What you will do
Please output exactly the run of lines that starts at the line with "out the stroller" and ends at the last line of the records below.

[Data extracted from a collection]

────────────────────

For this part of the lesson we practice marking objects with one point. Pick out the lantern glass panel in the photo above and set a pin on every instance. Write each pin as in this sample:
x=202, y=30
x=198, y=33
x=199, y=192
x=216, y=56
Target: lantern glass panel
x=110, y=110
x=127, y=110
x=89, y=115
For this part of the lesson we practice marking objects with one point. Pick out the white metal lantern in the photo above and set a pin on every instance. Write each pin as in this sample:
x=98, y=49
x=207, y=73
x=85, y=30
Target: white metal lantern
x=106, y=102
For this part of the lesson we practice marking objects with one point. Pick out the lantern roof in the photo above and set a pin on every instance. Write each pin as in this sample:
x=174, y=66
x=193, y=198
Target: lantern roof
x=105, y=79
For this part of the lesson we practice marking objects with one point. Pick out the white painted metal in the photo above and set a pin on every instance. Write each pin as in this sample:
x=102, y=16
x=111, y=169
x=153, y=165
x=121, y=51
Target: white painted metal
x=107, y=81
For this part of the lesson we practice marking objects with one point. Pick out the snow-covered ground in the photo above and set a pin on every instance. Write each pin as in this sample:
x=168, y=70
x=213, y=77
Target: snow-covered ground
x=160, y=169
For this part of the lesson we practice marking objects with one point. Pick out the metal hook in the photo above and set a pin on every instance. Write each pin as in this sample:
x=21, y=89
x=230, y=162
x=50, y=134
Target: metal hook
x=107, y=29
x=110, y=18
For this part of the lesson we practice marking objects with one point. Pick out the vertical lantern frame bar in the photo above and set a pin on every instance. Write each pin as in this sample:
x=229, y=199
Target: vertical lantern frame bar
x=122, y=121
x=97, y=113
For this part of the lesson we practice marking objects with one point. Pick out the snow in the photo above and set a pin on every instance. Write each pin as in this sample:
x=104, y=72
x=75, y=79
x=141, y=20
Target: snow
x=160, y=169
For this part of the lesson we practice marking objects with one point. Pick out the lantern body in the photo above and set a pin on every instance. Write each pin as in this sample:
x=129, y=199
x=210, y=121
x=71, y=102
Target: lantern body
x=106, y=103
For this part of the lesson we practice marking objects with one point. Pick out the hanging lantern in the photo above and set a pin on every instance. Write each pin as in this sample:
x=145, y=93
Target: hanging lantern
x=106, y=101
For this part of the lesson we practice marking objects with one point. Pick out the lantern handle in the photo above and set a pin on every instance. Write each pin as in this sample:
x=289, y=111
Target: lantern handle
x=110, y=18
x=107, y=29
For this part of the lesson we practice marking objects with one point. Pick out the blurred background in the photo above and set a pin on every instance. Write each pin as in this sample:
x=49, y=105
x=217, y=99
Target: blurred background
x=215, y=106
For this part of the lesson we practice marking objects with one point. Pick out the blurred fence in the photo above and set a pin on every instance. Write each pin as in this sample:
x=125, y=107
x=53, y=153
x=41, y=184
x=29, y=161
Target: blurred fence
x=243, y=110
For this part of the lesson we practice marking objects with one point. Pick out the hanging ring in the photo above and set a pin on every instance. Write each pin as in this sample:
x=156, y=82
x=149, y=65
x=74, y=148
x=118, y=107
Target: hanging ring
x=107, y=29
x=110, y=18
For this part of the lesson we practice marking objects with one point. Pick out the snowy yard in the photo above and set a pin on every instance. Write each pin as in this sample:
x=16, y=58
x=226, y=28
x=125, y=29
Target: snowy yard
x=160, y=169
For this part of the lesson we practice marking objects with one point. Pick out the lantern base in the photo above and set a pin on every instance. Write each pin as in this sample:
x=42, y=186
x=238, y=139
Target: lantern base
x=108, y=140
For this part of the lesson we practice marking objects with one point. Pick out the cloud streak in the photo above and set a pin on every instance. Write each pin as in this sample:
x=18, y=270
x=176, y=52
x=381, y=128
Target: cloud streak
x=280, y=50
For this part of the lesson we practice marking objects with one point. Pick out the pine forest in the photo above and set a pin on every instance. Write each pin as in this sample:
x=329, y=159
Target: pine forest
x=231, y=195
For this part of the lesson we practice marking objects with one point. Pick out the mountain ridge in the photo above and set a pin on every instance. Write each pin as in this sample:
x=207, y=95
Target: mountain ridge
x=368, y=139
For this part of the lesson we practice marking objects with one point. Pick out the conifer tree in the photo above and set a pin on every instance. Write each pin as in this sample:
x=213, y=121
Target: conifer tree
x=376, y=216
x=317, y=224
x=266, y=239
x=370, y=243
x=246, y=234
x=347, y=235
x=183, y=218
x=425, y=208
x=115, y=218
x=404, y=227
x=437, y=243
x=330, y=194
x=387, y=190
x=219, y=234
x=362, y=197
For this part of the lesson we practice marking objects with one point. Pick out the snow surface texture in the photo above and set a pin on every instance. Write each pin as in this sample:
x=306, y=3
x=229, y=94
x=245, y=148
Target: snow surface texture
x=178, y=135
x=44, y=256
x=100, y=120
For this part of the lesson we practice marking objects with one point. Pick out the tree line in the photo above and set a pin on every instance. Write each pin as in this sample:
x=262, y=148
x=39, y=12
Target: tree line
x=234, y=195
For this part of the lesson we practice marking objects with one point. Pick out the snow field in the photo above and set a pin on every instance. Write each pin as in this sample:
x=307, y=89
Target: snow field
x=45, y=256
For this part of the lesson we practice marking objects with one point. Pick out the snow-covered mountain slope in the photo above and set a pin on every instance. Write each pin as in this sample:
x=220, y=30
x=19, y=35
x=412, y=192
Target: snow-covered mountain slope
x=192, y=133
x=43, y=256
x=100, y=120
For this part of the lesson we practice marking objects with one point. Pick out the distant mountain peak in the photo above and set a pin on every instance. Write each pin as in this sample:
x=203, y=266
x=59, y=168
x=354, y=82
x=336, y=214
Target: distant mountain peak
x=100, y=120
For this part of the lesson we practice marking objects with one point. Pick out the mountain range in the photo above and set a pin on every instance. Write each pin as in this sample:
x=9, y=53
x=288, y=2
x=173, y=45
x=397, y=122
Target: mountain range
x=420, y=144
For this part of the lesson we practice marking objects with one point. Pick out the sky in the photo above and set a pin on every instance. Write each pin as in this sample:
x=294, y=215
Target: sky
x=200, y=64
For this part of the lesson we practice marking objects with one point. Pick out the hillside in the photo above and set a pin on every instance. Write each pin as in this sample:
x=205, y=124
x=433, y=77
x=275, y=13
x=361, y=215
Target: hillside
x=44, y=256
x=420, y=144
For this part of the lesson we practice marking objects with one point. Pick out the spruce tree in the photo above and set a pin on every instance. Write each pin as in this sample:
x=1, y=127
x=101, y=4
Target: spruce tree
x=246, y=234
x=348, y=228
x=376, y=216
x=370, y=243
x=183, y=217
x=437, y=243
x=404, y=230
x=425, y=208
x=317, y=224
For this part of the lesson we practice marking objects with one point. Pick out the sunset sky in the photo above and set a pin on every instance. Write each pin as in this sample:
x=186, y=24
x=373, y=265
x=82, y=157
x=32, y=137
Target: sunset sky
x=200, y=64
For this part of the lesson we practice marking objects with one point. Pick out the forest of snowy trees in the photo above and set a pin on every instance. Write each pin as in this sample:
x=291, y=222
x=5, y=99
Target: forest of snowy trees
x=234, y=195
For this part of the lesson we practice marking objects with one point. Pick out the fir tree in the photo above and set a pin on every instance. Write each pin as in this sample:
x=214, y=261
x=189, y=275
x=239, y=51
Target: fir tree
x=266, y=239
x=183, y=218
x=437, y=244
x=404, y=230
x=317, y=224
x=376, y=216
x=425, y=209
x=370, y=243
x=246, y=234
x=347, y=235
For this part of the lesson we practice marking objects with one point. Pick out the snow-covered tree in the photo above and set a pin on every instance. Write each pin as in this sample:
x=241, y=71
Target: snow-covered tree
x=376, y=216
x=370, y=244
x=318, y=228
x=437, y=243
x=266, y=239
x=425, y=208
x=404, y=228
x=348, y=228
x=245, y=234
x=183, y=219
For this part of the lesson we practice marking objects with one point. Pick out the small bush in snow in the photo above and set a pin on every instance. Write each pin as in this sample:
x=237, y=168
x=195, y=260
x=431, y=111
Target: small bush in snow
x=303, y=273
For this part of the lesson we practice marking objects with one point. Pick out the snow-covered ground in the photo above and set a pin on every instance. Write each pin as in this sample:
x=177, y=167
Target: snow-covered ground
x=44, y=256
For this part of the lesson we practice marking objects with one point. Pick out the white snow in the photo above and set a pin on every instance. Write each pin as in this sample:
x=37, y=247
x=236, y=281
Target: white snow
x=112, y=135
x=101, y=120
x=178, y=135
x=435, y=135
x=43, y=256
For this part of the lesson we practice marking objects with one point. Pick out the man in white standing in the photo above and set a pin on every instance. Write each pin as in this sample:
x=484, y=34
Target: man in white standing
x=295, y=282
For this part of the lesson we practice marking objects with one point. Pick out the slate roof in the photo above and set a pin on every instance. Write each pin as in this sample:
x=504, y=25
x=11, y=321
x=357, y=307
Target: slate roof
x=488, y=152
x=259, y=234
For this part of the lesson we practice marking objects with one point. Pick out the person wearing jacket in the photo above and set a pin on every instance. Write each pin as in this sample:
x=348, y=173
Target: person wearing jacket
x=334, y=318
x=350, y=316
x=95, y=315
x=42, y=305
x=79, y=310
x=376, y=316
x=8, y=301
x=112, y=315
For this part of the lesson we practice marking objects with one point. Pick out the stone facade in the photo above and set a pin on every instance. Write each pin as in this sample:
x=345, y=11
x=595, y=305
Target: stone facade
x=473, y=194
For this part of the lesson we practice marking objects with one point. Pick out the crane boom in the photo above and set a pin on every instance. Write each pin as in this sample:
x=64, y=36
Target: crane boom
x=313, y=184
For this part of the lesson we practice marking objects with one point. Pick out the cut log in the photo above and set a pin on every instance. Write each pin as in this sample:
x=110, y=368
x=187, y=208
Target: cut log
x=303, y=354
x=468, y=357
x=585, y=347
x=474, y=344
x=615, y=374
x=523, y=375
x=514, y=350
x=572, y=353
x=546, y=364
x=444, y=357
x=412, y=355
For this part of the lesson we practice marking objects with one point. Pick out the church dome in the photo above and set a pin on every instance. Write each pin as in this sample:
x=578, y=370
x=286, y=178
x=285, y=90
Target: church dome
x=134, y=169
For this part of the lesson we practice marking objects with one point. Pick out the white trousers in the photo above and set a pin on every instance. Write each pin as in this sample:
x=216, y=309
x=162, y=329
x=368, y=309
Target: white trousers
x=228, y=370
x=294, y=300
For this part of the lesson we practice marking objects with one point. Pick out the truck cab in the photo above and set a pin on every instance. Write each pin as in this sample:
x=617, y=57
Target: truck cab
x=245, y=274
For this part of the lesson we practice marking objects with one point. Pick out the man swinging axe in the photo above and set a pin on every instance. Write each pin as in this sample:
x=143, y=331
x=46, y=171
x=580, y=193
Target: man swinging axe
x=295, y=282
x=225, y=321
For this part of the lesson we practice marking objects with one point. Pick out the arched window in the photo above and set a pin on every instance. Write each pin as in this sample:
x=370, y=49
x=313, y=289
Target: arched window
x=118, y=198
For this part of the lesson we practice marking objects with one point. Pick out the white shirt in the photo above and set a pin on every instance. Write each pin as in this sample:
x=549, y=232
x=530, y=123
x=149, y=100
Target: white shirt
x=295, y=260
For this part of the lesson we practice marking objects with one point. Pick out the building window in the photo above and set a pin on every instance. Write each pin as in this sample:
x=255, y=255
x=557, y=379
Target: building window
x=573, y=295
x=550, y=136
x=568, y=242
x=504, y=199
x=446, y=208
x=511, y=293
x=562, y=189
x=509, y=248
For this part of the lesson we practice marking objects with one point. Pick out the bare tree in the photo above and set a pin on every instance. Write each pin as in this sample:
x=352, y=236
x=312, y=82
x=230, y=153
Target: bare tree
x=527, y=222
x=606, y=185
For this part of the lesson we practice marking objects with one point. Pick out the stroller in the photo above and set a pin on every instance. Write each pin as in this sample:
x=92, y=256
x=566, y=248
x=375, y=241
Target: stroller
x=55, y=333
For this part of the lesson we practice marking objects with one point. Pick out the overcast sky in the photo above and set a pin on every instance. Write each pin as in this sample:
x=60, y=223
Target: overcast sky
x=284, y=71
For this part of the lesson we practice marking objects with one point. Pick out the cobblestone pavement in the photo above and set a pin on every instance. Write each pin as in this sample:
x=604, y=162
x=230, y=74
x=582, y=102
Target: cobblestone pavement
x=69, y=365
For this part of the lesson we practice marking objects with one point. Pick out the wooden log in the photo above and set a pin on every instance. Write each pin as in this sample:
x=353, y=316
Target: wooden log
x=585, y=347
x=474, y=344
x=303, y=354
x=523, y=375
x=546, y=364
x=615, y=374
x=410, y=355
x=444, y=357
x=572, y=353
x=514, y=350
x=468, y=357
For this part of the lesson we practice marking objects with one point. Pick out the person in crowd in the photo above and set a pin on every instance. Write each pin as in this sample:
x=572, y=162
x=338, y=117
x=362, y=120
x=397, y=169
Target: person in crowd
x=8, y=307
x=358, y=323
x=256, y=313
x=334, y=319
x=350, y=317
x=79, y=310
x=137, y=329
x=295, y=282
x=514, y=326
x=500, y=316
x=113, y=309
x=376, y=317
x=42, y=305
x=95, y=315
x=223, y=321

────────────────────

Solved exercise
For this part of the lesson we practice marking objects with one point. Pick out the stroller in the photo above and set a pin on every instance. Write each pin as in this sample:
x=92, y=256
x=566, y=248
x=375, y=241
Target: stroller
x=55, y=333
For this part of the lesson we practice marking objects with one point. Pick out the overcast sky in the photo above and set a pin on every instance. Write each pin as in this sample:
x=60, y=223
Target: overcast sky
x=284, y=71
For this part of the lesson we practice marking objects with one point. Pick out the cobblestone pavement in the photo above and set a pin on every instance. Write each pin as in this sample:
x=604, y=162
x=230, y=74
x=582, y=102
Target: cobblestone pavement
x=69, y=365
For this part of the lesson we practice marking objects with one point. Pick out the wooden log in the photo above and set a pin on every instance. Write each pin as in this sample:
x=353, y=316
Target: wooden log
x=585, y=347
x=474, y=344
x=303, y=354
x=523, y=375
x=546, y=364
x=615, y=374
x=410, y=355
x=444, y=357
x=572, y=353
x=514, y=350
x=468, y=357
For this part of the lesson we practice marking objects with one point. Pick out the person in crowd in the photo above and set a pin on every instance. Write each pin as in this sample:
x=572, y=162
x=338, y=117
x=362, y=120
x=397, y=169
Target: person in crowd
x=8, y=307
x=358, y=323
x=256, y=313
x=334, y=319
x=350, y=317
x=79, y=310
x=137, y=329
x=295, y=282
x=514, y=326
x=500, y=316
x=113, y=309
x=376, y=317
x=42, y=305
x=95, y=315
x=223, y=321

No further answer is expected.